§ Aim of the task:
Extract every line in the entries below that contains the string "crest".

§ Dataset content:

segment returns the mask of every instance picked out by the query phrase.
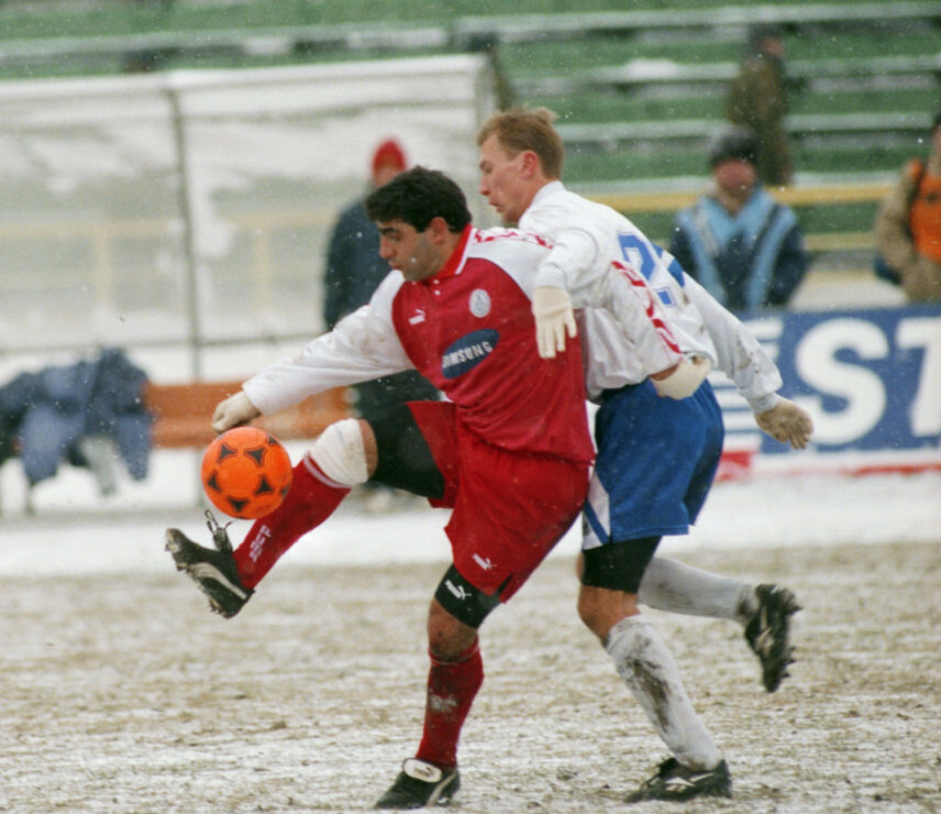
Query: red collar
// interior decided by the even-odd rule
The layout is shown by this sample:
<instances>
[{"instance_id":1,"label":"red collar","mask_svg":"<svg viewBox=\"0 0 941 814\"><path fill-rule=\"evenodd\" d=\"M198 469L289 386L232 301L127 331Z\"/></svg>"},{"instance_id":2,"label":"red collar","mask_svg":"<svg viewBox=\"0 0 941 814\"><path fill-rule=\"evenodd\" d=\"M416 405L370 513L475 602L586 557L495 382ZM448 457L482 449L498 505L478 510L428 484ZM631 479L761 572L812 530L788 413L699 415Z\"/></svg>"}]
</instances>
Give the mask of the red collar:
<instances>
[{"instance_id":1,"label":"red collar","mask_svg":"<svg viewBox=\"0 0 941 814\"><path fill-rule=\"evenodd\" d=\"M464 231L461 232L461 240L457 242L457 245L454 246L454 251L451 253L451 256L438 272L425 280L427 283L446 279L447 277L453 277L455 274L461 274L461 270L464 266L464 253L467 250L467 243L470 240L470 233L473 231L474 227L469 223L464 227Z\"/></svg>"}]
</instances>

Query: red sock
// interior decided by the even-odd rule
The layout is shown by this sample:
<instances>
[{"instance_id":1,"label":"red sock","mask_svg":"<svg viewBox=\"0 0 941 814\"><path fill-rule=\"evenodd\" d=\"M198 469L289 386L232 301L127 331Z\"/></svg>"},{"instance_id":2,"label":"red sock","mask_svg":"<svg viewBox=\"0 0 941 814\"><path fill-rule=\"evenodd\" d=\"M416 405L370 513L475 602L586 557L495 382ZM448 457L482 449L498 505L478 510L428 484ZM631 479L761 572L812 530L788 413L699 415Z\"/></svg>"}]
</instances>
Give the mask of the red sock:
<instances>
[{"instance_id":1,"label":"red sock","mask_svg":"<svg viewBox=\"0 0 941 814\"><path fill-rule=\"evenodd\" d=\"M291 487L285 502L252 525L235 549L235 564L245 587L255 587L280 557L302 535L323 522L350 487L331 481L310 455L294 468Z\"/></svg>"},{"instance_id":2,"label":"red sock","mask_svg":"<svg viewBox=\"0 0 941 814\"><path fill-rule=\"evenodd\" d=\"M484 683L484 660L475 641L453 661L431 656L424 733L416 757L442 769L457 766L457 739L474 696Z\"/></svg>"}]
</instances>

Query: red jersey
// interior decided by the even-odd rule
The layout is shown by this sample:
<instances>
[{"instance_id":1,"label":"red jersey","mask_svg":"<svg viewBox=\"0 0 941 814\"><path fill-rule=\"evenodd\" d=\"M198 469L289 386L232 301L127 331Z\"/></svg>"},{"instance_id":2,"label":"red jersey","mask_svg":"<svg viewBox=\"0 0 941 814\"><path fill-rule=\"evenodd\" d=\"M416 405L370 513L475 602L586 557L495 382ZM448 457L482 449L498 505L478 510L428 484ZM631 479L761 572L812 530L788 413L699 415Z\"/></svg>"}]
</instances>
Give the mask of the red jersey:
<instances>
[{"instance_id":1,"label":"red jersey","mask_svg":"<svg viewBox=\"0 0 941 814\"><path fill-rule=\"evenodd\" d=\"M585 463L594 458L578 342L540 359L531 295L547 244L514 230L468 227L433 277L392 272L368 305L294 360L245 383L273 413L339 385L416 367L463 427L501 449Z\"/></svg>"}]
</instances>

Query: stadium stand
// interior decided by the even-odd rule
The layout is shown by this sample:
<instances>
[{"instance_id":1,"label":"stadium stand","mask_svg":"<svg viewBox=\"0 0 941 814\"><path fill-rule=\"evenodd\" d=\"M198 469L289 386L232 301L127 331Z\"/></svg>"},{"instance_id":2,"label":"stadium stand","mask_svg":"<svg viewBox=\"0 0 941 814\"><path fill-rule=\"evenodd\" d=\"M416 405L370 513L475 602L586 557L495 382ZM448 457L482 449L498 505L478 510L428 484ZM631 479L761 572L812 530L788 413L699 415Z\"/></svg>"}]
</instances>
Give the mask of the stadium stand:
<instances>
[{"instance_id":1,"label":"stadium stand","mask_svg":"<svg viewBox=\"0 0 941 814\"><path fill-rule=\"evenodd\" d=\"M877 202L941 107L941 3L578 6L572 12L562 0L3 3L0 80L483 52L508 101L560 114L567 183L665 242L676 210L706 183L707 140L723 124L724 92L748 25L776 22L793 81L788 130L797 175L775 194L795 207L818 258L832 257L839 267L871 260ZM15 237L33 228L42 224L0 231ZM266 221L255 232L274 228ZM74 230L87 234L82 224ZM204 443L204 427L190 417L204 415L220 387L234 383L151 389L157 446ZM301 433L315 435L320 421L346 409L337 392L292 419ZM285 437L297 431L279 427Z\"/></svg>"},{"instance_id":2,"label":"stadium stand","mask_svg":"<svg viewBox=\"0 0 941 814\"><path fill-rule=\"evenodd\" d=\"M626 11L586 0L568 9L540 0L4 4L0 76L483 51L501 98L560 113L571 185L623 207L663 194L628 213L664 239L669 194L704 184L706 144L723 123L748 26L773 22L793 82L796 186L816 190L796 202L805 232L816 246L870 248L877 200L941 100L941 4L638 0Z\"/></svg>"}]
</instances>

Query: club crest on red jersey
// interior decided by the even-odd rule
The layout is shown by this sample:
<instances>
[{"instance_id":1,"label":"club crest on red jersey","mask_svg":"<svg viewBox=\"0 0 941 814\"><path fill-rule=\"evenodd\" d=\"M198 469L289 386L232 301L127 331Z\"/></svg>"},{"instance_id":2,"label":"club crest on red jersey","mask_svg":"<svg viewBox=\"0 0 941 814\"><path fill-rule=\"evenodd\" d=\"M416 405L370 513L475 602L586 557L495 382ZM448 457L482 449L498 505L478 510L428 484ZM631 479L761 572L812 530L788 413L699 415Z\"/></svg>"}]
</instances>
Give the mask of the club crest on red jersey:
<instances>
[{"instance_id":1,"label":"club crest on red jersey","mask_svg":"<svg viewBox=\"0 0 941 814\"><path fill-rule=\"evenodd\" d=\"M499 339L500 334L492 328L472 331L461 337L442 354L441 374L445 378L457 378L473 370L494 352Z\"/></svg>"}]
</instances>

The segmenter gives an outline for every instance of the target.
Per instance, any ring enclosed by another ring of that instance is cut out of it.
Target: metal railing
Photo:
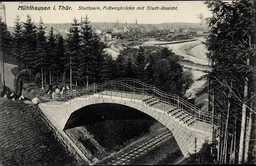
[[[195,105],[189,103],[179,96],[163,92],[156,88],[155,86],[147,84],[132,78],[119,78],[114,80],[106,81],[100,84],[93,84],[87,87],[77,88],[72,91],[63,92],[63,94],[56,94],[54,96],[40,93],[39,99],[40,103],[48,103],[48,104],[61,104],[63,102],[79,97],[87,96],[94,94],[103,94],[103,92],[109,91],[111,96],[128,97],[135,100],[139,99],[143,101],[149,97],[157,99],[159,103],[172,106],[178,107],[187,114],[189,115],[197,121],[212,124],[212,115],[200,110]],[[125,93],[126,96],[123,96]],[[130,94],[127,96],[127,94]],[[121,95],[121,96],[120,96]],[[140,98],[139,98],[140,97]],[[50,102],[53,102],[51,103]],[[154,106],[153,106],[154,107]],[[164,110],[165,112],[170,110]]]

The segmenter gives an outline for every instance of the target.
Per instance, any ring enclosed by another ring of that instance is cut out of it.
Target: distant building
[[[203,32],[202,31],[198,31],[197,34],[198,35],[203,35]]]
[[[105,42],[112,40],[112,36],[110,34],[105,34],[100,37],[100,41],[102,42]]]
[[[97,35],[100,35],[101,34],[101,33],[102,33],[102,32],[99,30],[97,30],[95,31],[95,32],[94,32],[94,33],[95,34],[96,34]]]
[[[103,32],[106,33],[112,33],[113,31],[114,27],[102,27],[101,28]]]
[[[183,34],[187,34],[188,32],[188,30],[184,30],[182,31],[182,33]]]
[[[112,39],[120,39],[122,36],[122,34],[111,34]]]
[[[123,32],[130,32],[130,30],[126,26],[123,28]]]
[[[112,33],[114,34],[120,33],[122,32],[123,32],[123,29],[122,27],[114,27],[112,31]]]
[[[169,32],[170,34],[174,34],[174,33],[175,33],[175,30],[172,28],[170,29]]]

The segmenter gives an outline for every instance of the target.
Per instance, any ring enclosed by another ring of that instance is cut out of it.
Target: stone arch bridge
[[[51,122],[62,131],[71,114],[97,103],[126,105],[152,117],[173,133],[184,156],[194,153],[195,140],[199,149],[212,139],[212,116],[178,96],[163,92],[154,86],[131,78],[120,78],[92,84],[60,95],[41,93],[38,106]]]

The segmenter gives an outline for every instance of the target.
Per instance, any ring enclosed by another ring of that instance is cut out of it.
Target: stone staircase
[[[148,96],[146,99],[142,100],[142,101],[150,106],[152,106],[158,103],[159,102],[159,100],[153,96]]]
[[[170,105],[167,105],[166,104],[159,102],[160,100],[153,96],[147,96],[146,98],[143,99],[142,101],[150,106],[153,106],[156,108],[159,107],[161,109],[163,109],[163,107],[165,109],[167,109],[168,110],[167,112],[167,114],[174,117],[175,119],[177,119],[179,122],[183,122],[183,124],[192,126],[196,122],[196,118],[185,113],[184,110],[182,110],[181,108]],[[165,105],[161,107],[159,106],[161,104]]]

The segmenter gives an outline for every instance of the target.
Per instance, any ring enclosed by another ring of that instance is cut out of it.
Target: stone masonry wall
[[[201,147],[205,140],[211,137],[210,133],[186,126],[175,117],[168,116],[159,109],[148,107],[141,100],[134,100],[108,95],[99,96],[91,95],[87,98],[75,99],[60,105],[49,105],[39,104],[39,107],[48,117],[53,125],[62,131],[71,114],[76,110],[92,104],[111,103],[120,104],[132,107],[140,110],[155,118],[168,128],[173,133],[184,156],[188,156],[188,152],[194,153],[195,139],[197,137],[197,149]]]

§ Full solution:
Query: club crest on red jersey
[{"instance_id":1,"label":"club crest on red jersey","mask_svg":"<svg viewBox=\"0 0 941 814\"><path fill-rule=\"evenodd\" d=\"M198 469L289 386L232 301L127 331Z\"/></svg>"},{"instance_id":2,"label":"club crest on red jersey","mask_svg":"<svg viewBox=\"0 0 941 814\"><path fill-rule=\"evenodd\" d=\"M416 405L370 513L475 602L586 557L495 382ZM448 457L482 449L498 505L478 510L428 484ZM631 479L761 572L812 530L788 413L699 415Z\"/></svg>"}]
Give the mask of the club crest on red jersey:
[{"instance_id":1,"label":"club crest on red jersey","mask_svg":"<svg viewBox=\"0 0 941 814\"><path fill-rule=\"evenodd\" d=\"M499 339L500 334L492 328L472 331L461 337L442 354L441 374L445 378L457 378L473 370L494 352Z\"/></svg>"}]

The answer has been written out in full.